• [Task instructions] Report how many lines of the data below contain the string "white", giving only the number.

• [Data to process]
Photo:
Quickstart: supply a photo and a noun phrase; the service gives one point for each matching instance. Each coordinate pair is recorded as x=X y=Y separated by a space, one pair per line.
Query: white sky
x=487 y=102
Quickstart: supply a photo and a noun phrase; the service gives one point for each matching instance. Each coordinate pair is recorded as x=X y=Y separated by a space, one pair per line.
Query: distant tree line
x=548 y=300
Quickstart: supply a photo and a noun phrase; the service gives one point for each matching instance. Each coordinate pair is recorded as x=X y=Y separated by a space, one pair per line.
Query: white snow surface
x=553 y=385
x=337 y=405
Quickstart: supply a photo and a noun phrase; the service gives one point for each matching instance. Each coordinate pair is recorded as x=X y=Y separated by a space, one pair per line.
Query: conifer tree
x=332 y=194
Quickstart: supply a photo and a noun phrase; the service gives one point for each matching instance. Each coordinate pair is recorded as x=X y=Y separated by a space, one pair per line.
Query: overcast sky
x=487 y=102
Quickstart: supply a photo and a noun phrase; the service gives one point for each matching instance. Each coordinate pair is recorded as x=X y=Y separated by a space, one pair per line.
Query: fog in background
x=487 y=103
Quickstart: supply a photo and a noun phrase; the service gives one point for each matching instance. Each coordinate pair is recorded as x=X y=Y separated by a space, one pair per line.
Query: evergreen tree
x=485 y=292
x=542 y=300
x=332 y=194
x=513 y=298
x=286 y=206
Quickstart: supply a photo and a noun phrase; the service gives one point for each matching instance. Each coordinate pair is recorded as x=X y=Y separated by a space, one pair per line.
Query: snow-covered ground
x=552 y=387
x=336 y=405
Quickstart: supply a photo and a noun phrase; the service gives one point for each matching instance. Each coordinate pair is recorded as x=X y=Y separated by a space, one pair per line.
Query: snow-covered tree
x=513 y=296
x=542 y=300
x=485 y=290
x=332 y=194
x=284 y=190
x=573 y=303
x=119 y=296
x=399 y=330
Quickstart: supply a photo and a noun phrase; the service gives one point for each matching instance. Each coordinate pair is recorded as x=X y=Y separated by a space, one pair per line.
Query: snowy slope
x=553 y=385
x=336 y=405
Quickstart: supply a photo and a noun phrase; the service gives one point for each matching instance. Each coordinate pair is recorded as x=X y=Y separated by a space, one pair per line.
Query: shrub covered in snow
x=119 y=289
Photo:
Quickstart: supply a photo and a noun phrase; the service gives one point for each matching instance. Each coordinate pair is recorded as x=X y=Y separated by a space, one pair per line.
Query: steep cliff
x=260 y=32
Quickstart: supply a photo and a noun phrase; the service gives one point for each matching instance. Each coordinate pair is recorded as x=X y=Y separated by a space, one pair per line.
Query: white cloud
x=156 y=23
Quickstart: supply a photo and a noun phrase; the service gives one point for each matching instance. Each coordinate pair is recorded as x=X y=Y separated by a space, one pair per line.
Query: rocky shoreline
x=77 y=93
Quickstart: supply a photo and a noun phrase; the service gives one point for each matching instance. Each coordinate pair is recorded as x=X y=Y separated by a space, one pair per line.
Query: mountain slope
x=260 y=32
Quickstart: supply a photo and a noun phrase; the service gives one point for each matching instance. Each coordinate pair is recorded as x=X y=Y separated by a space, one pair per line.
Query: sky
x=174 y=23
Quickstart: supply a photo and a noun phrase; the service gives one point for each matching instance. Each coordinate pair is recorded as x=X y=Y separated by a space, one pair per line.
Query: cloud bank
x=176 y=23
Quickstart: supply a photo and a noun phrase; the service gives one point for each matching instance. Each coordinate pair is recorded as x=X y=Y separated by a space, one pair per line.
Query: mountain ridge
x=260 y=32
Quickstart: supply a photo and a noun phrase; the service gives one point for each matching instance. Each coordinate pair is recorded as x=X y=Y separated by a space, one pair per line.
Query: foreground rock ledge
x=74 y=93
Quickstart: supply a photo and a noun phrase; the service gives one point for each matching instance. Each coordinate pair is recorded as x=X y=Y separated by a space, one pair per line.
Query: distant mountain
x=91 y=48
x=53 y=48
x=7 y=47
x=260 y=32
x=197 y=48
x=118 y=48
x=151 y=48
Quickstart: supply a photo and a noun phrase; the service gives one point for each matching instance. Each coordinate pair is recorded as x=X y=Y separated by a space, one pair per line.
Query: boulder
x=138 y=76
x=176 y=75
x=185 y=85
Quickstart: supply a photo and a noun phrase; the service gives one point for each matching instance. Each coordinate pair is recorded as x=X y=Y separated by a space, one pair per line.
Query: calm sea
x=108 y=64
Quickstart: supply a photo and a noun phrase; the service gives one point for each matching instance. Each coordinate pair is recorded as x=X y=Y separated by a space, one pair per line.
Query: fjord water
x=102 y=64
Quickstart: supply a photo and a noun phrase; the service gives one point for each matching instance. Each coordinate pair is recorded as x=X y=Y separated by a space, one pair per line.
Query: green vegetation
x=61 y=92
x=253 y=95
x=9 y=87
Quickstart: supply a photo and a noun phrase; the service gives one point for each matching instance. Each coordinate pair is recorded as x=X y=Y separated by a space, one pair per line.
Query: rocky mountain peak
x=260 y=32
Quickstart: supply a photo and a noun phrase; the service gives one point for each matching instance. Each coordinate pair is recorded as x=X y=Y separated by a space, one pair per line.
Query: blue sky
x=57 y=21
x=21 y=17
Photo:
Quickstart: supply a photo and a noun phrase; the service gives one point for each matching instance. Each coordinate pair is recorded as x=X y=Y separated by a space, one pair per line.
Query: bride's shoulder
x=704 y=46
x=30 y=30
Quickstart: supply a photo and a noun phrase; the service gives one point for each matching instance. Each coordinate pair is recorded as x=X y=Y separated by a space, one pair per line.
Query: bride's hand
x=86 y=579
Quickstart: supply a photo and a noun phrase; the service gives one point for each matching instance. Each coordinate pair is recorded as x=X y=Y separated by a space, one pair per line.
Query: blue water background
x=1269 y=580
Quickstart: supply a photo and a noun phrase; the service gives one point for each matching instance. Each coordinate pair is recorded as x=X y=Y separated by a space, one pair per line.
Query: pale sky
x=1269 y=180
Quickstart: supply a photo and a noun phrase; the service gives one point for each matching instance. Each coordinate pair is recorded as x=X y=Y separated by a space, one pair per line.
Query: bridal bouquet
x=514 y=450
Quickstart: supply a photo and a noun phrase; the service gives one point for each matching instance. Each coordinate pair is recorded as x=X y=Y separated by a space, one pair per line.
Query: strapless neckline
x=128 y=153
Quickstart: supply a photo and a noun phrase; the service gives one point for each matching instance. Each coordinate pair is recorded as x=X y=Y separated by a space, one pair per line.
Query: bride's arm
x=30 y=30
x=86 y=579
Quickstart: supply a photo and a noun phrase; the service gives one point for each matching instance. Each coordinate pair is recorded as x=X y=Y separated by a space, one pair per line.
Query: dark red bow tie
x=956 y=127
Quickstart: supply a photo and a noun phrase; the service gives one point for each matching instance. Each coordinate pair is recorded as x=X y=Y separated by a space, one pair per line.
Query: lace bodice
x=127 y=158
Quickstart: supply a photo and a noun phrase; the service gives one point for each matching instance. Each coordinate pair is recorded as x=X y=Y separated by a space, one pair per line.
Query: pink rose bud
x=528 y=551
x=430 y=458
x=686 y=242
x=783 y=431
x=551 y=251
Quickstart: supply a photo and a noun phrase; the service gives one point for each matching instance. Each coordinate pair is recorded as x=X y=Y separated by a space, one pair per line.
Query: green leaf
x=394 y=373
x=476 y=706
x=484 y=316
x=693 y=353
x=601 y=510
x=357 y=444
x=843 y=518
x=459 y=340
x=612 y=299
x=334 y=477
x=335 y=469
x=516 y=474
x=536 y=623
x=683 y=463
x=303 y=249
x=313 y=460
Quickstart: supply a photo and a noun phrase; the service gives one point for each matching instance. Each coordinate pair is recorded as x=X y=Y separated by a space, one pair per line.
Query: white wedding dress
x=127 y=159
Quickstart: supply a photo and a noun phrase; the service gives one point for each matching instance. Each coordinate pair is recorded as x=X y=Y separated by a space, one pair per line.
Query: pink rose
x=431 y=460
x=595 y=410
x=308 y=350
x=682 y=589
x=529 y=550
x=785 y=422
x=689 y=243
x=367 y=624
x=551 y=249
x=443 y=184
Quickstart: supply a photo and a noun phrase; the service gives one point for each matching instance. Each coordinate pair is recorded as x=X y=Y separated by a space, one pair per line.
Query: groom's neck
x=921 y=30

* * *

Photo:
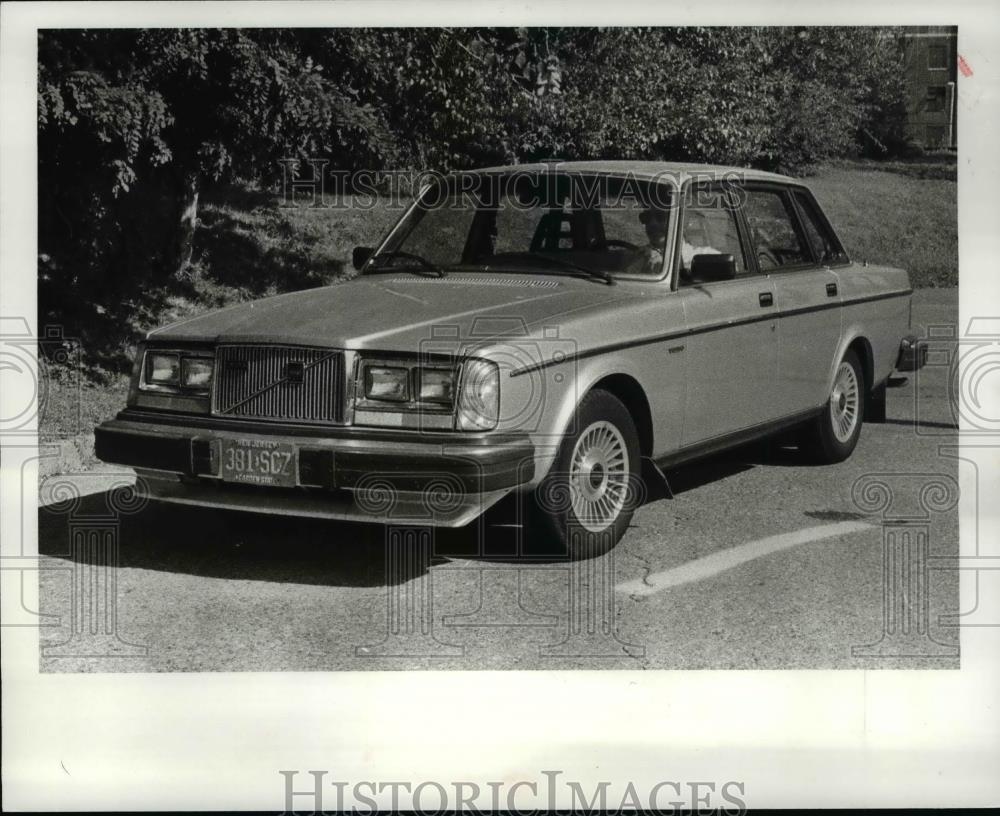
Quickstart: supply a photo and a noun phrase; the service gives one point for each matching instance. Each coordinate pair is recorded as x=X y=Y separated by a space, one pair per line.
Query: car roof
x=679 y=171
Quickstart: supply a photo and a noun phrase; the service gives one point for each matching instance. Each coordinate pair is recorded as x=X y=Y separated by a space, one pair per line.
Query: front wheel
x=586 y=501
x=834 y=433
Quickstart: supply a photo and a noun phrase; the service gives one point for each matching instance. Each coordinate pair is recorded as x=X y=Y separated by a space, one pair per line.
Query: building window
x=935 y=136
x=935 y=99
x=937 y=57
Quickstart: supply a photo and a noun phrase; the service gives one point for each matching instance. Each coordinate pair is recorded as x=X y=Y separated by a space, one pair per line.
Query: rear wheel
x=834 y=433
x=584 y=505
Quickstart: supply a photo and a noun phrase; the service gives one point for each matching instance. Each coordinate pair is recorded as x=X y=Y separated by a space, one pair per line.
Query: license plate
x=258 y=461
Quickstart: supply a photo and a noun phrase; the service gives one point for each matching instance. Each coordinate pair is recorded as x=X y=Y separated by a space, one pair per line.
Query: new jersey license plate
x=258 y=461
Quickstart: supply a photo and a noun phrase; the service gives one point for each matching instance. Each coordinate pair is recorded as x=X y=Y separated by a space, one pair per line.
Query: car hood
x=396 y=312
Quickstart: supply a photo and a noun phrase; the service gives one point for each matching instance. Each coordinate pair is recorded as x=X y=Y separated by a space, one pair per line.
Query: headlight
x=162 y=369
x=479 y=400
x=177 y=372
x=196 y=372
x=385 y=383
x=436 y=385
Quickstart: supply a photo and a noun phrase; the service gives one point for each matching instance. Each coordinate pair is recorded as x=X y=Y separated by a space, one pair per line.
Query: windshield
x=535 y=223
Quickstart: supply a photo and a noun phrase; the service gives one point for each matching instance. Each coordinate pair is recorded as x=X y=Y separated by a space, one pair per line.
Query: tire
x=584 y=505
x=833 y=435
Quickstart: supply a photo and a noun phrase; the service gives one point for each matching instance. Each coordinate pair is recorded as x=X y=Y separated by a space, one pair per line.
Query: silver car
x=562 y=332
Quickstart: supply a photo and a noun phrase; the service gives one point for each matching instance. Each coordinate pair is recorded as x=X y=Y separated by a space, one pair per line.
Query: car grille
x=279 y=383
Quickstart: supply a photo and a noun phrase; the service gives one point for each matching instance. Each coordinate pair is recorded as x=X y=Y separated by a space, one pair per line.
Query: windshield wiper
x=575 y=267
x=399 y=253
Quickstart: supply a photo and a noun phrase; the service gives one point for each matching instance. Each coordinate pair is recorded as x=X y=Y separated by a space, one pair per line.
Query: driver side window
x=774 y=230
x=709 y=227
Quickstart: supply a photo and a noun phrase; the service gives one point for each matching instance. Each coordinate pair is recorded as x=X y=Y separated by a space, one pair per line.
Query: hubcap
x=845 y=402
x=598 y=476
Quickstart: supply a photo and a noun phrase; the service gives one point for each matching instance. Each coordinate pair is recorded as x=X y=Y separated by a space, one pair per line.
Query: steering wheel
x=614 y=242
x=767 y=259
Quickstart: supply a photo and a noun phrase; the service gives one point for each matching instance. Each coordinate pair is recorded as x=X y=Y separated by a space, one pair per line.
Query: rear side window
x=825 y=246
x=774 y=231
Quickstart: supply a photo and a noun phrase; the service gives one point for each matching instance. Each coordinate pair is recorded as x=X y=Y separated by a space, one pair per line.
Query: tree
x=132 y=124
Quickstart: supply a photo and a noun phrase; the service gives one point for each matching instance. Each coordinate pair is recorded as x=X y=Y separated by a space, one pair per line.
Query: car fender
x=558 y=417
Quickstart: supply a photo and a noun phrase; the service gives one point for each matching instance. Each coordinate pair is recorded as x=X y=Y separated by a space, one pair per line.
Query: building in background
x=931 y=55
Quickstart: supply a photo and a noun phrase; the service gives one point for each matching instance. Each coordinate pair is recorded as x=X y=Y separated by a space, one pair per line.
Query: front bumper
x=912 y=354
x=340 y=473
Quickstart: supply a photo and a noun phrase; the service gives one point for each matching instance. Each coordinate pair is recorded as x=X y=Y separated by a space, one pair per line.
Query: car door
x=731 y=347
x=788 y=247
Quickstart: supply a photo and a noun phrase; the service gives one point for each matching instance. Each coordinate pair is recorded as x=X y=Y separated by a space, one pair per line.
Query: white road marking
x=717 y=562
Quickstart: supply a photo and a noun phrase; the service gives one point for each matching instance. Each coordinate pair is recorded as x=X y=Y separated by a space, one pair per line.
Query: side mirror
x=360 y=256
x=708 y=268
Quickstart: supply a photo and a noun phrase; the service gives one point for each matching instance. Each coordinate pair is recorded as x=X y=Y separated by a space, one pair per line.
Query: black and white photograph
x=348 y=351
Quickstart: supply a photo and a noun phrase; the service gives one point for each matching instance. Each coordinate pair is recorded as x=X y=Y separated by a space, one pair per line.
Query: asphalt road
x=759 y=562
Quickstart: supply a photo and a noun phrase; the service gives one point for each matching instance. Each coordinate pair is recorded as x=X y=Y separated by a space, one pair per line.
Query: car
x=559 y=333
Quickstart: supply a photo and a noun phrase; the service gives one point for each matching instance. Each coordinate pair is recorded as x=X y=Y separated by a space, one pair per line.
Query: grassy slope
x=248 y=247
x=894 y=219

• [Correct output] 6